Le consegne
- A) Rispondi a queste domande sul testo su Picasso:
(i) Con chi divideva la stanza Picasso quando arrivò a Parigi?
(ii) In quale anno fu rubata la Gioconda?
(iii) Quanti schizzi preparatori precedettero la realizzazione della Guernica?
- B) Nel testo su Picasso, riscrivi in forma più breve il paragrafo che comincia con «Guernica è il nome di una cittadina spagnola», mantenendone i fatti principali.
- C) Elenca tutte le persone chiamate per nome nel testo su Picasso.

Testo proposto
A diciannove anni Picasso decide di lasciare la Spagna per andare a Parigi e vivere tra gli artisti bohemien di Montmartre e Montparnasse. All'inizio divide la stanza con il poeta e pittore Max Jacob. La camera pare avesse un solo letto, così a turno uno dei due riposava di giorno, l’altro di notte.
Quando venne rubata la Gioconda nel 1911, nella lista dei sospettati finì anche il nome di Picasso, a causa dell’amico poeta Guillaume Apollinaire che, condotto in commissariato per un interrogatorio, fece il nome dell’amico artista.
La sua opera più famosa probabilmente è la colossale Guernica (a fondo pagina e in copertina), considerata uno dei capolavori del XX secolo. Rappresenta le conseguenze del bombardamento della Luftwaffe sulla piccola città di Guernica, durante la Guerra civile spagnola.
All'ambasciatore nazista Otto Abetz che, entrato nel suo atelier di Parigi gli chiese indicando l’opera: “È lei che ha fatto questo?”, Picasso laconicamente rispose: “No, lo avete fatto voi tutto questo!”
Oltre che per le sue opere, Picasso è famoso anche per il suo stile di vita e le sue avventure sentimentali.
Picasso muore a Mougins l'8 aprile 1973.
La Guernica
Guernica è il nome di una cittadina spagnola che ha un triste primato. È stata la prima città in assoluto ad aver subito un bombardamento aereo. Ciò avvenne la sera del 26 aprile del 1937 ad opera dell’aviazione militare tedesca. L’operazione fu decisa con freddo cinismo dai comandi militari nazisti semplicemente come esperimento. In quegli anni era in corso la guerra civile in Spagna, con la quale il generale Franco cercava di attuare un colpo di stato per sostituirsi al legittimo governo. In questa guerra aveva come alleati gli italiani e i tedeschi. Tuttavia la cittadina di Guernica non era teatro di azioni belliche, così che la furia distruttrice del primo bombardamento aereo della storia si abbatté sulla popolazione civile uccidendo soprattutto donne e bambini.
Quando la notizia di un tale efferato crimine contro l’umanità si diffuse tra l’opinione pubblica, Picasso era impegnato alla realizzazione di un’opera che rappresentasse la Spagna all’Esposizione Universale di Parigi del 1937. Decide così di realizzare questo pannello che denunciasse l’atrocità del bombardamento su Guernica. L’opera di notevoli dimensioni (metri 3,5 x 8) fu realizzata in appena due mesi, ma fu preceduta da un’intensa fase di studio, testimoniata da ben 45 schizzi preparatori che Picasso ci ha lasciato.

Estratti del dataset
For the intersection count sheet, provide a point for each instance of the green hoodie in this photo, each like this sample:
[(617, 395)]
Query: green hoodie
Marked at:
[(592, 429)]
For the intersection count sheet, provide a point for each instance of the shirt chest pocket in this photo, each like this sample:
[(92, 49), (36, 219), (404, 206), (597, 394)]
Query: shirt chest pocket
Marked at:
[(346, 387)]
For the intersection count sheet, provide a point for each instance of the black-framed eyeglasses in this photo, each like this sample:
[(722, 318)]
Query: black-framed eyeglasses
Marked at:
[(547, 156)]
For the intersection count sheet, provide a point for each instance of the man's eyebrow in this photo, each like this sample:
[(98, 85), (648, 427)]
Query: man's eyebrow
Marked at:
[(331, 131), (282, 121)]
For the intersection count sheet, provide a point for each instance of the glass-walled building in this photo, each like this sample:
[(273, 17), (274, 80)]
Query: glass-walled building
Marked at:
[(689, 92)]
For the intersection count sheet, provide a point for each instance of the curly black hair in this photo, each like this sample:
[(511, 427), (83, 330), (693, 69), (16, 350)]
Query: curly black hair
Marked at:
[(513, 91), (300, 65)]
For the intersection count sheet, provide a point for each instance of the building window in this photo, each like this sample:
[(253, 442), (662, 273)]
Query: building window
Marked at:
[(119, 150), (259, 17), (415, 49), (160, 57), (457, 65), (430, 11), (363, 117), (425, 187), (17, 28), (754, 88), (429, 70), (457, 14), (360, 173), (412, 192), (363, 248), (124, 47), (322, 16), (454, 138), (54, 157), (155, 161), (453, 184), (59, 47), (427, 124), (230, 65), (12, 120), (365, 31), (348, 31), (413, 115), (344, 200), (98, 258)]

Risposte in ordine
- A)
(i) Con il poeta e pittore Max Jacob.
(ii) Nel 1911.
(iii) 45 schizzi.

- B) Guernica, cittadina spagnola, fu la prima città della storia a subire un bombardamento aereo. La sera del 26 aprile 1937 l'aviazione militare tedesca la colpì per ordine dei comandi nazisti, come semplice esperimento. Era in corso la guerra civile spagnola, in cui il generale Franco, alleato di italiani e tedeschi, tentava un colpo di stato contro il governo legittimo. Guernica non era teatro di combattimenti, perciò il bombardamento colpì la popolazione civile, uccidendo soprattutto donne e bambini.

- C)
- Picasso
- Max Jacob
- Guillaume Apollinaire
- Otto Abetz
- il generale Franco